Exercise brief =>
Rewrite these lines with "foliage" replaced by "leaves" and everything else left as it is, omitting the pictures.

[Stored data]
* * * *
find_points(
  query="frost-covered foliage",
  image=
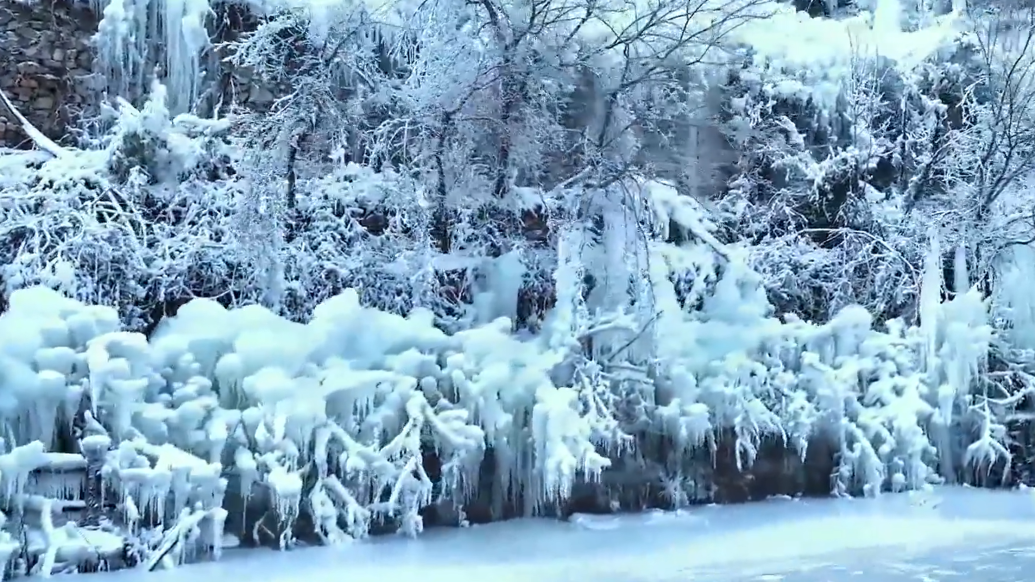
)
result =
(483, 260)
(334, 420)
* * * *
Response for this exercise =>
find_points(
  query="frost-covered leaves",
  image=
)
result =
(483, 260)
(334, 420)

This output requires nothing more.